THE TASK: Please turn the material below into a Markdown table with the columns "Row" and "Line", giving each line its own numbered row and skipping blank lines. Leave the pictures out of the table.

[Named object pointing material]
================================
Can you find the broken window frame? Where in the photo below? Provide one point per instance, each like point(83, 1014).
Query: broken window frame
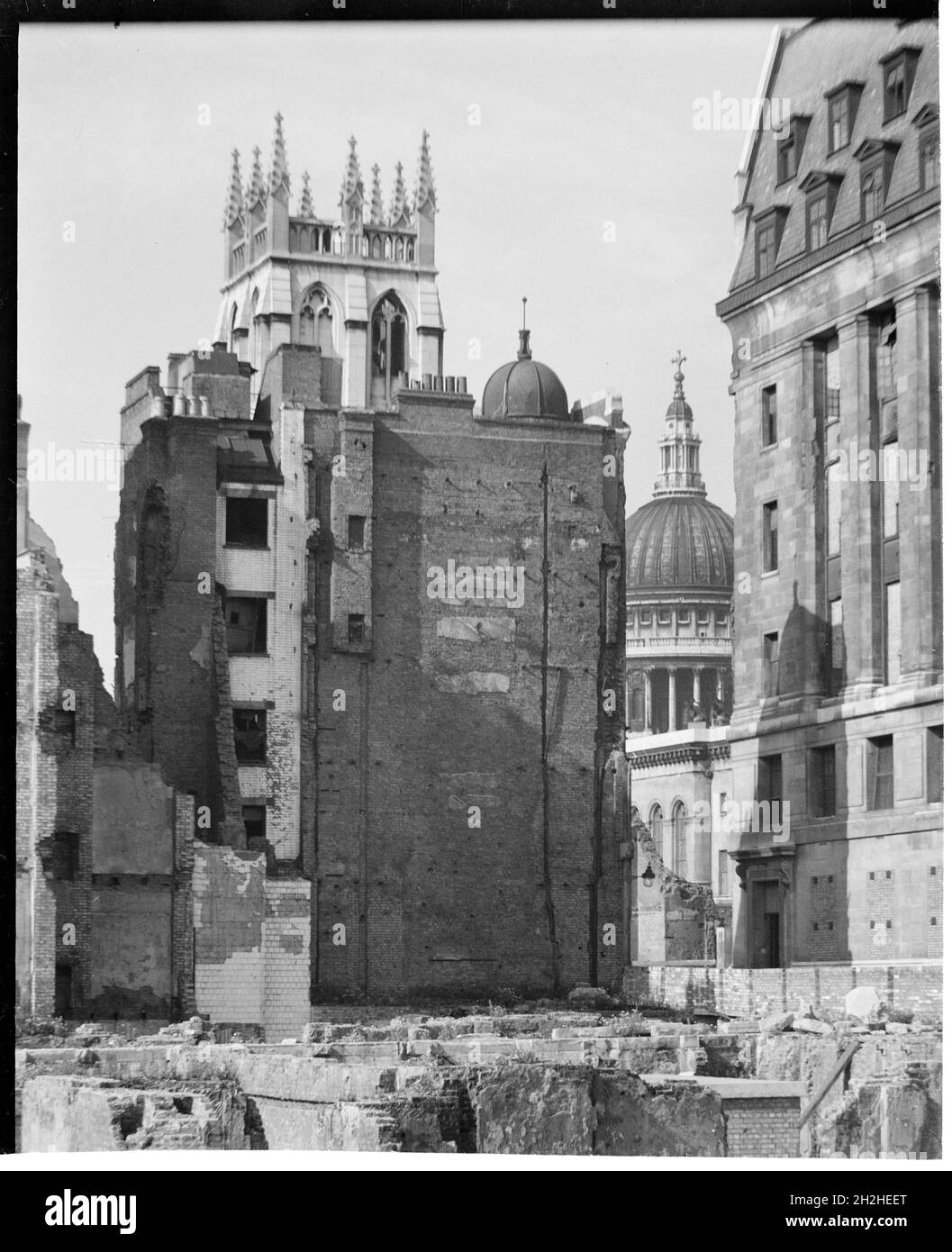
point(250, 735)
point(257, 630)
point(243, 533)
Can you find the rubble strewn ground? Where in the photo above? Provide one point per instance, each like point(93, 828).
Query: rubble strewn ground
point(551, 1081)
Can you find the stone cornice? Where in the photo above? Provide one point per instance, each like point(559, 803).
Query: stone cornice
point(837, 247)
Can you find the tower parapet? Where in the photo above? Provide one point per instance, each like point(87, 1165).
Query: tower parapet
point(358, 286)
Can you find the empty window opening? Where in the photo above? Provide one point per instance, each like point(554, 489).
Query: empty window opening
point(769, 538)
point(246, 521)
point(249, 735)
point(246, 623)
point(355, 531)
point(881, 773)
point(768, 416)
point(255, 818)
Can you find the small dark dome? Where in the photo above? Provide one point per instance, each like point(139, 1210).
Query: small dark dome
point(525, 388)
point(680, 541)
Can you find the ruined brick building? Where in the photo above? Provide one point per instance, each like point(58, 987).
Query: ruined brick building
point(378, 635)
point(833, 312)
point(103, 843)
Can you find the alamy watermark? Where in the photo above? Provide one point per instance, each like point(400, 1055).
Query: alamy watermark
point(102, 463)
point(746, 816)
point(891, 463)
point(458, 584)
point(727, 113)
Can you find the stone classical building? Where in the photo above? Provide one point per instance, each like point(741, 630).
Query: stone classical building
point(377, 634)
point(833, 312)
point(103, 843)
point(679, 591)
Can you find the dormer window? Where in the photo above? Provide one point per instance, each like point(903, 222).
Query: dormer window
================================
WRITTEN SOLUTION:
| Row | Line |
|---|---|
| 1 | Can you find the broken window frame? Where in the photo below? Provide one point per instance, each like point(83, 1014). |
| 2 | Query: broken window frame |
| 3 | point(250, 735) |
| 4 | point(257, 630) |
| 5 | point(243, 533) |
| 6 | Can you find the rubble strewn ground? Where in the photo above? Provide one point per instance, each like point(93, 828). |
| 7 | Query: rubble strewn ground |
| 8 | point(551, 1081) |
| 9 | Can you find the stone cornice? Where in the photo above? Provide one point per instance, each like point(559, 803). |
| 10 | Query: stone cornice |
| 11 | point(837, 247) |
| 12 | Can you find the tower parapet? Where in the photo above? Provide one point per instance, each like point(87, 1165). |
| 13 | Query: tower parapet |
| 14 | point(358, 286) |
| 15 | Can you find the empty window opening? Where in the photo above? Provide one point per instance, each like point(554, 489). |
| 16 | Query: empty window opening |
| 17 | point(769, 538) |
| 18 | point(246, 521) |
| 19 | point(249, 735) |
| 20 | point(246, 623) |
| 21 | point(355, 531) |
| 22 | point(881, 773) |
| 23 | point(768, 416) |
| 24 | point(255, 818) |
| 25 | Can you find the small dark dome? Where in the photo above? Provide one point per instance, each like point(139, 1210). |
| 26 | Query: small dark dome |
| 27 | point(525, 388) |
| 28 | point(680, 541) |
| 29 | Can you find the ruined brick building? Where in the photo above? Provide one point per instance, each like point(58, 987). |
| 30 | Query: ruined brick building |
| 31 | point(378, 635) |
| 32 | point(833, 312) |
| 33 | point(103, 843) |
| 34 | Can you find the alamy watermark? Where in the photo above? Provide one point per instance, each like point(400, 1055). |
| 35 | Query: alamy watermark |
| 36 | point(102, 463) |
| 37 | point(746, 816) |
| 38 | point(891, 463) |
| 39 | point(458, 584) |
| 40 | point(727, 113) |
| 41 | Can you find the stone classical building? Where in the photo above? Provide one point per instance, each like point(741, 630). |
| 42 | Query: stone classical building |
| 43 | point(377, 634) |
| 44 | point(833, 312) |
| 45 | point(103, 843) |
| 46 | point(679, 591) |
| 47 | Can you find the dormer window? Where in the photo above? Provide one point per instance, each like point(903, 222). |
| 48 | Query: dormer window |